▶ **WHAT IS BEING ASKED**
Can you print everything in the fresco description from "Cf. Gullini, G., La" down to "for comparable frescoes.", word for word?

▶ **PASSAGE PROVIDED**
^^^^

A sub-rectangular polychrome fresco panel section decorated with two birds perched amidst plants, facing each other across a flowering plant, the scene framed by concentric ochre and cream line borders, the panel with a gently chamfered upper edge bearing a stylised architectural frieze composed of segmented parallel tracks, each with a central pellet, possibly in imitation of egg-and-dart decoration. 29 1/2 x 17 in. (33 1/4 x 21 1/4 in.) (12.85 kg, 75 x 43 cm (mounting: 84.5 x 54 cm)).

Private collection, acquired in the 1970-1980s; thence by descent.
Private collection, since 1998.
Accompanied by an academic report by Dr. Raffaele D'Amato.
This lot has been checked against the Interpol Database of stolen works of art and is accompanied by AIAD certificate no.11311-189859.

Cf. Gullini, G., La pittura romana, Torino, 1969, pp.72ff.; Gullini, G., Problemi di pittura romana, Torino, 1972, pp.60ff.; Andreae, B., Cangik, H., De Martino, F., Grilli, A., Gullini, G., Princeps Urbium, cultura e vita sociale nell’Italia Romana, Milano, 1991, fig.124; Roberts, P., Life and death in Pompeii and Herculaneum, The British Museum, London, 2013, p.59; pp.146-147; pp.174-177, for comparable frescoes.

This style of fresco developed between 80 and 20 B.C., and used views created with landscapes framed by arcades or windows; this technique depicted glimpses of gardens with plants and animals and showed great attention to detail. The main parallel is the painting from the Villa of Livia, the earliest known example of a painting genre that appeared in Rome in the last decades of the 1st century B.C. Here, the artist has shown great skill in creating the illusion of perspective depth. The fact that this decorative theme can also be found in the Casa del Frutteto in Pompeii shows us that it was not an isolated invention of a certain painter, but a repertoire available to decorators at the end of the 1st century B.C. Our fragment is probably from a wall fresco, possibly positioned in a garden or courtyard, although may also have decorated an internal room.

^^^^

▶ **DATA SEGMENT**
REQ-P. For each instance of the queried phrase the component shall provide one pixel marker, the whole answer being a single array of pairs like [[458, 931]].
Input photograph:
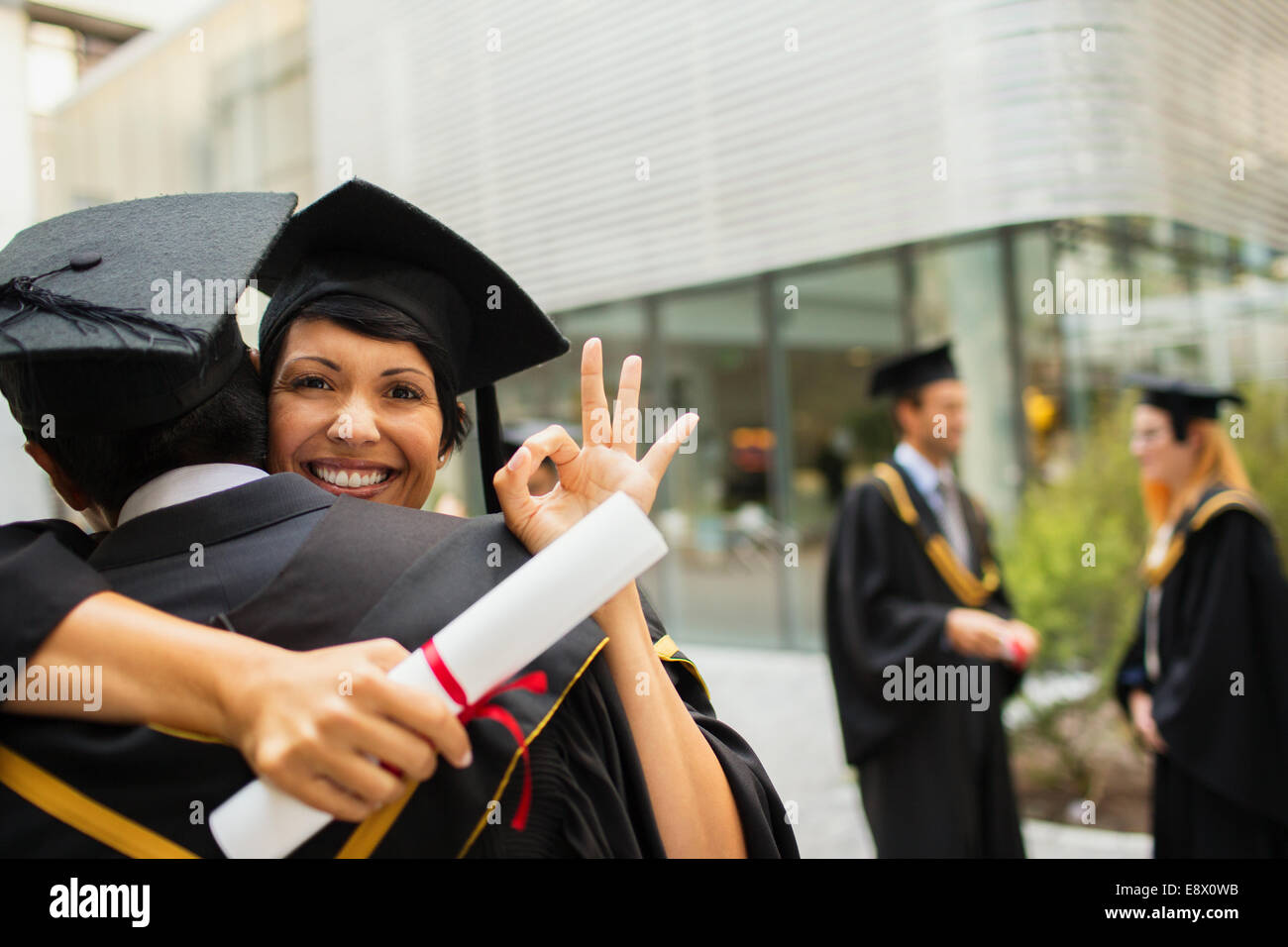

^^^^

▶ **EXERCISE OUTPUT**
Cf. Gullini, G., La pittura romana, Torino, 1969, pp.72ff.; Gullini, G., Problemi di pittura romana, Torino, 1972, pp.60ff.; Andreae, B., Cangik, H., De Martino, F., Grilli, A., Gullini, G., Princeps Urbium, cultura e vita sociale nell’Italia Romana, Milano, 1991, fig.124; Roberts, P., Life and death in Pompeii and Herculaneum, The British Museum, London, 2013, p.59; pp.146-147; pp.174-177, for comparable frescoes.